(Dataset entries)

===============

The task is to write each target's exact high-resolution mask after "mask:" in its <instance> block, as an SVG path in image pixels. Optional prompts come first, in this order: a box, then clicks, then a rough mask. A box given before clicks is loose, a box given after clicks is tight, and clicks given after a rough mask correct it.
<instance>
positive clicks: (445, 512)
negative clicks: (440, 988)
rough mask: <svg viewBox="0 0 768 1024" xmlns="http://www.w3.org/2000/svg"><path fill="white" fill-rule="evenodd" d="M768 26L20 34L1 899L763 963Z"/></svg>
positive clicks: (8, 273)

===============

Work order:
Reproduce the entries above in full and exactly.

Response:
The task is to write each target's exact high-resolution mask after "mask:" in its <instance> block, as an SVG path in image pixels. Optional prompts come first, in this order: a box, then clicks, then a rough mask. A box given before clicks is loose, a box given after clicks is tight, and clicks given after a rough mask correct it.
<instance>
positive clicks: (445, 512)
negative clicks: (440, 988)
rough mask: <svg viewBox="0 0 768 1024" xmlns="http://www.w3.org/2000/svg"><path fill="white" fill-rule="evenodd" d="M768 26L20 34L1 899L763 963Z"/></svg>
positive clicks: (8, 273)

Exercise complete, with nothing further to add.